WHAT IS EXPECTED: Omit the images and return the remaining entries unchanged.

ENTRIES SUPPLIED:
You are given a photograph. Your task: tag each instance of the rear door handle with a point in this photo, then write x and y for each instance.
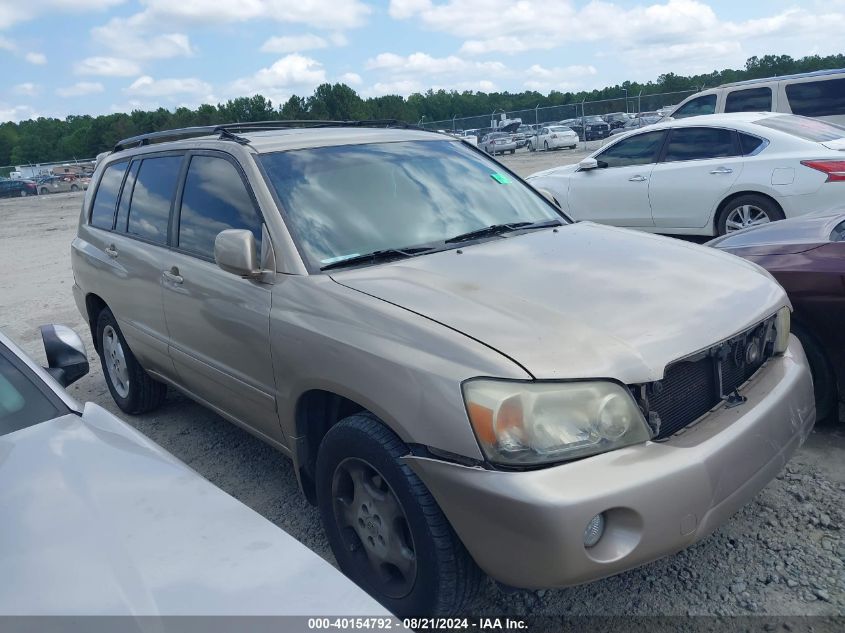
(173, 276)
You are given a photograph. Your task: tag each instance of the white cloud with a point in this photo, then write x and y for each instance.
(146, 86)
(351, 79)
(80, 89)
(652, 33)
(136, 39)
(36, 58)
(293, 43)
(16, 113)
(107, 67)
(27, 89)
(13, 12)
(292, 73)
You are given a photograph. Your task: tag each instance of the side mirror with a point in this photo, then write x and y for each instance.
(67, 361)
(236, 253)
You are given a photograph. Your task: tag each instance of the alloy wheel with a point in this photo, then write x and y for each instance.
(374, 527)
(115, 361)
(744, 216)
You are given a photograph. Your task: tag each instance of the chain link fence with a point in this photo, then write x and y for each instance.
(552, 114)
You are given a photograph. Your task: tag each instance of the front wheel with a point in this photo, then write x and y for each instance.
(386, 530)
(131, 387)
(747, 211)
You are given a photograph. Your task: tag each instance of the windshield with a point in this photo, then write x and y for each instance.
(342, 201)
(804, 127)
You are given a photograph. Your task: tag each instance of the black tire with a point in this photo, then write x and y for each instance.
(824, 378)
(143, 393)
(766, 205)
(445, 576)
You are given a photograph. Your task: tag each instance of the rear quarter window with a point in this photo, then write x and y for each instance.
(152, 198)
(817, 98)
(105, 200)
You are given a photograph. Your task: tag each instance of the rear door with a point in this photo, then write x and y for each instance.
(698, 167)
(617, 191)
(219, 323)
(135, 249)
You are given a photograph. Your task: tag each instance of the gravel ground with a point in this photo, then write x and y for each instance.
(782, 555)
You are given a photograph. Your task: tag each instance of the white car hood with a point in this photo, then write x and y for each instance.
(588, 301)
(99, 520)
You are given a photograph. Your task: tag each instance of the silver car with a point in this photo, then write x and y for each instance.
(99, 520)
(465, 379)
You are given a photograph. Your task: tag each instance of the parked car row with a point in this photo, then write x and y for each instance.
(19, 187)
(559, 426)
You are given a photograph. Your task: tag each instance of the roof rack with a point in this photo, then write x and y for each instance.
(227, 131)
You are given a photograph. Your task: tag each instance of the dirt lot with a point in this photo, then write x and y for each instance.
(781, 555)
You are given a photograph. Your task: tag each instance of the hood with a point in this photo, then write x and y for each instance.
(587, 301)
(99, 520)
(786, 237)
(554, 171)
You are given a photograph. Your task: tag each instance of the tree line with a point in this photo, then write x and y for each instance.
(83, 136)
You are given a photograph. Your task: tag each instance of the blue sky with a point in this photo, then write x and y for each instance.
(62, 57)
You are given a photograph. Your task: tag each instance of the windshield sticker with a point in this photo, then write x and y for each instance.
(339, 258)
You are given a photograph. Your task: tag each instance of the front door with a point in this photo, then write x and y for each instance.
(698, 169)
(219, 323)
(617, 191)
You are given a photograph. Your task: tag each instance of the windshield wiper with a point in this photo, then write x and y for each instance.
(382, 255)
(498, 229)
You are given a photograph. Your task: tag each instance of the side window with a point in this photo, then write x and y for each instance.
(105, 200)
(697, 143)
(126, 196)
(215, 199)
(817, 98)
(749, 100)
(701, 105)
(149, 210)
(641, 149)
(750, 144)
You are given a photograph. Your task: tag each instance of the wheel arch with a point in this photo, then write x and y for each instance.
(714, 221)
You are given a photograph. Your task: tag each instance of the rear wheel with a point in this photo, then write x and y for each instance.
(746, 211)
(385, 529)
(132, 388)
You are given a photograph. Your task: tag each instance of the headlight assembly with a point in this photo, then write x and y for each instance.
(531, 423)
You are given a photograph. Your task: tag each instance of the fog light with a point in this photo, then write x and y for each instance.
(594, 530)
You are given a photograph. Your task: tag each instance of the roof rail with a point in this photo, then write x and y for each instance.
(227, 130)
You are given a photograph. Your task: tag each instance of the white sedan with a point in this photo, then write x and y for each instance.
(553, 137)
(706, 175)
(99, 520)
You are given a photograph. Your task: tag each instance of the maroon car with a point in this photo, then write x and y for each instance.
(807, 256)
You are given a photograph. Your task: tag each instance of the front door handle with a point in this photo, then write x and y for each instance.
(173, 276)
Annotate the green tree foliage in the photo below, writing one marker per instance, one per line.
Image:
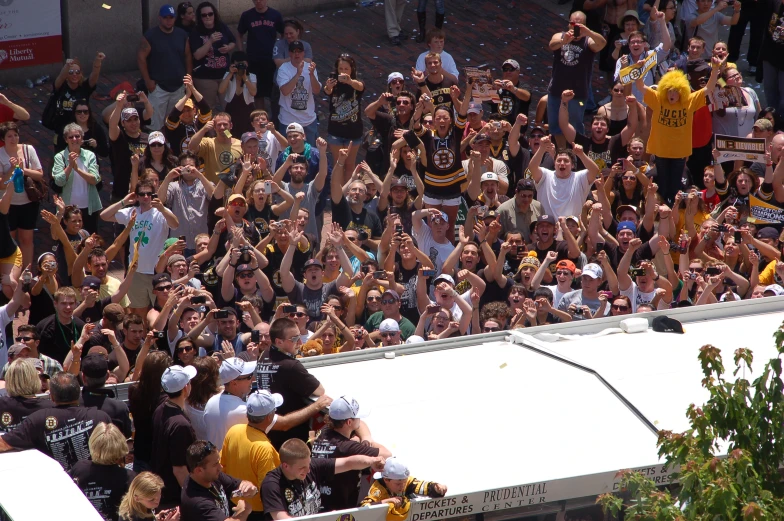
(742, 419)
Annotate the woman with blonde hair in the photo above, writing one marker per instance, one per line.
(22, 383)
(143, 497)
(105, 476)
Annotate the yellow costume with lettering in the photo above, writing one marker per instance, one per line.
(379, 492)
(671, 123)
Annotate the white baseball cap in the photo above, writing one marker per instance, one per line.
(175, 378)
(156, 137)
(488, 176)
(261, 403)
(776, 289)
(393, 469)
(232, 368)
(347, 408)
(295, 127)
(389, 325)
(593, 270)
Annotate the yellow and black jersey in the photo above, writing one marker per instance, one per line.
(379, 492)
(444, 174)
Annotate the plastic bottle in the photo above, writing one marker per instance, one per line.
(18, 179)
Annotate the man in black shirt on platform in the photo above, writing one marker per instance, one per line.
(207, 492)
(336, 441)
(61, 432)
(294, 488)
(95, 371)
(279, 372)
(172, 433)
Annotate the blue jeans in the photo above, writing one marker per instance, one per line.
(576, 114)
(311, 132)
(773, 84)
(669, 175)
(422, 6)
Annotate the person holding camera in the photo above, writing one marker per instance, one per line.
(151, 228)
(345, 117)
(238, 88)
(187, 193)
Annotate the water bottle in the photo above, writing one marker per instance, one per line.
(18, 179)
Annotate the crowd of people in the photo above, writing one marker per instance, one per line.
(221, 176)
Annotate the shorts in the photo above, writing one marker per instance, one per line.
(23, 216)
(140, 292)
(342, 141)
(452, 201)
(15, 259)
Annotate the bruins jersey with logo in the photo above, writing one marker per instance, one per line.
(444, 175)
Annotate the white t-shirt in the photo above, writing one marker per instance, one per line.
(222, 412)
(299, 106)
(436, 251)
(562, 197)
(4, 321)
(80, 196)
(638, 297)
(269, 148)
(152, 230)
(447, 63)
(5, 166)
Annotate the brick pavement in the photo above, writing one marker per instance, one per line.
(496, 31)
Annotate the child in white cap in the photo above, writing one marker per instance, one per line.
(394, 485)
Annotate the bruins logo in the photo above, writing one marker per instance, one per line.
(225, 158)
(444, 159)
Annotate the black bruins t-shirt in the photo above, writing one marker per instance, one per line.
(297, 497)
(61, 432)
(344, 492)
(103, 485)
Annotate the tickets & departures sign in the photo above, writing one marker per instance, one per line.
(30, 33)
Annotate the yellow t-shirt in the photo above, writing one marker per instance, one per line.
(247, 454)
(110, 287)
(671, 125)
(218, 157)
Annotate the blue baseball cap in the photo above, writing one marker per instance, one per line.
(627, 225)
(167, 10)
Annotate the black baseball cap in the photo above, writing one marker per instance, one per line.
(95, 366)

ANSWER FOR THE TASK:
You are given a photograph. Your task: tag each instance of the rear door handle with a point in this photo, then write x and y for each instance.
(173, 276)
You are given a photograph. Your task: tag each instance of the white cloud with a point in this photo, then write x and y for each instance.
(146, 86)
(351, 79)
(80, 89)
(652, 33)
(136, 39)
(36, 58)
(293, 43)
(16, 113)
(107, 67)
(27, 89)
(13, 12)
(292, 73)
You are given a photograph. Your task: tag each instance of the side mirror with a point in this photo, then write x and y for each instance.
(67, 361)
(236, 253)
You are given a photograph. Your task: tag each instance of the alloy wheel with a point in this photo, then write x and y for each instance.
(374, 527)
(115, 361)
(744, 216)
You are given a photograph. Your task: tag each instance of the chain link fence with a point in this photo, then write x and y for each instance.
(552, 114)
You are given a photograph. Your task: tag each instance of the front wheel with a point in this photo, then write x and y for each instance.
(386, 530)
(131, 387)
(747, 211)
You are given a photograph. Your task: tag each instance of the windshield with a point in this photo, then write x and y for each instance.
(342, 201)
(804, 127)
You are given a photograph. Your task: tag each instance of the black tire with a point in this photo, then write x and y for each instance.
(824, 378)
(143, 393)
(766, 205)
(445, 576)
You are given a photograph. Your task: tag each instance of the rear quarter window with a point in this photo, then write x and y for each instance.
(152, 198)
(817, 98)
(105, 200)
You are given a photograph. Your task: tag each instance of the rear door with a point in this photo, then write x and y for each instance.
(698, 167)
(617, 191)
(219, 323)
(135, 249)
You are given a photograph. Your task: tag each instance of the gravel ground with a point in this photo, then write x and y for each instance.
(782, 555)
You are given a photograph. Your task: tag each instance of the white car hood with a point in this photo, then write x and y for each instance.
(588, 301)
(99, 520)
You are given a photograph. Your task: tag each instance of the silver car with a point in this photo, then write x and y for each instance.
(99, 520)
(465, 379)
You are given a photograph. Your task: tag each instance of the parked car row with a point in this photo, then write x and y for each instance.
(19, 187)
(559, 426)
You are given a photograph. Your task: tag each instance of the roof rack with a point in this photo, then write x and y for each instance.
(227, 131)
You are given a photograph. Your task: tag each instance of the dirt lot with a point in this photo, then write x and y for each instance.
(781, 555)
You are given a photograph. Your task: tag each instance of the hood with a point in this photo, then write x and y for each instance.
(587, 301)
(99, 520)
(786, 237)
(554, 171)
You are given a photograph. Your task: tag each instance of the tree line with a point in this photo, then write x and y for each instance.
(83, 136)
You are given a photograph. Your task: tag each instance of the blue sky with a point in this photo, then write x and y for each instance.
(62, 57)
You are given a photograph. Your task: tag each instance of the windshield sticker with a point in this photo, then write x and y for each instance.
(339, 258)
You are given a photograph. Your task: tag each instance of the front door with a point in this photo, then write x and y for each instance.
(698, 169)
(219, 323)
(617, 191)
You are given a photograph. Your task: tag each instance of the windshield wiper with a point in this photo, then write x and y for each instance.
(382, 255)
(498, 229)
You are given a photograph. Your task: tag each instance of the side window with a point in this photo, then write x and y for each instance.
(105, 200)
(697, 143)
(126, 196)
(215, 199)
(817, 98)
(749, 100)
(701, 105)
(149, 210)
(641, 149)
(750, 144)
You are given a photograph. Your task: tag each instance of the wheel arch with a point in this photo, then write x and y for each instance.
(714, 221)
You are given a photograph. Your task: tag each instance of the rear wheel with a point in this photo, then write x and y for each instance.
(746, 211)
(385, 529)
(132, 388)
You are given a photograph. Your task: tag each instance of the headlight assembly with a point in this photo, then write x and y for each instance.
(531, 423)
You are given a photograph. Your task: tag each instance of the fog light with a point in this photo, then write x and y for each instance.
(594, 530)
You are given a photograph. Your task: tag each instance of the roof rail with a point in this photo, then write x and y for each instance.
(227, 130)
You are given a photograph. Your task: tag each instance of the white sedan with a point in this photo, then write x and y for each instance.
(553, 137)
(706, 175)
(99, 520)
You are given a photograph. Your task: tag each instance of the maroon car with a point in this photo, then write x and y for each instance.
(807, 256)
You are given a photograph. Your task: tag each instance of the front door handle with a point in this photo, then write x and y for each instance.
(173, 276)
Annotate the green tree foliage in the photo below, writing one marker per instance, one per line.
Image:
(742, 419)
Annotate the woman with blonde hair in the photo above, writing one marker per instance, one per line.
(22, 383)
(143, 497)
(105, 476)
Annotate the yellow costume with lettering in the photo above, writing one marker per instance, one per line.
(379, 492)
(671, 123)
Annotate the white baseball cap in the photo above, writing one marker per instance, one per line.
(175, 378)
(156, 137)
(488, 176)
(261, 403)
(776, 289)
(393, 469)
(232, 368)
(347, 408)
(295, 127)
(389, 325)
(593, 270)
Annotate the yellow and black jersey in the photo above, writing one marker per instance, one per line.
(379, 492)
(444, 174)
Annotate the plastic bottle in the photo above, writing one marker per instance, one per line.
(18, 179)
Annotate the man in black shirt on platform in the photo above, writing one marker per instance, one per line.
(207, 492)
(336, 441)
(61, 432)
(294, 488)
(95, 371)
(279, 372)
(172, 433)
Annotate the blue jeans in the photo above, writing one marker per instance, one per line.
(576, 114)
(311, 132)
(773, 84)
(669, 175)
(422, 6)
Annotate the person holding camera in the photo above, writing one marker per instance, one per line.
(151, 228)
(345, 117)
(238, 88)
(187, 193)
Annotate the water bottle in the photo above, writing one marker per instance, one per line.
(18, 179)
Annotate the crowd of people in the photo above, writing one marker per instance, one per line.
(221, 176)
Annotate the shorts in the photo above, writing one marker per instance, one per line.
(23, 216)
(140, 292)
(342, 141)
(452, 201)
(15, 259)
Annotate the bruins jersey with logo in the photo above, writing one marker per instance, one per line.
(444, 175)
Annotate the white t-shirt in the photo above, writing one marker per instance, one per line.
(222, 412)
(299, 106)
(436, 251)
(562, 197)
(4, 321)
(80, 196)
(638, 297)
(269, 148)
(152, 230)
(447, 63)
(5, 166)
Annotate the brick pavement in the photo above, writing one marker per instance, one per line.
(496, 31)
Annotate the child in white cap in the photo above, writing one marker per instance, one per line.
(394, 485)
Annotate the bruins logo in the photo above, writing one marker per instance, one per line.
(225, 158)
(444, 159)
Annotate the black bruins t-shirt in the photo above, writing one marker per instance, one per line.
(297, 497)
(61, 432)
(344, 492)
(103, 485)
Annotate the tickets & departures sign in the photo above, writing one marker per instance, one per line.
(30, 33)
Annotate the yellow t-shirt in the photo above, writing one marker per instance, one per line.
(247, 454)
(110, 287)
(671, 125)
(218, 157)
Annotate the blue baseball cap in the photo above, writing one marker per instance, one per line.
(627, 225)
(167, 10)
Annotate the black baseball cap in the photo above, writing one marker per instance, one per line.
(95, 366)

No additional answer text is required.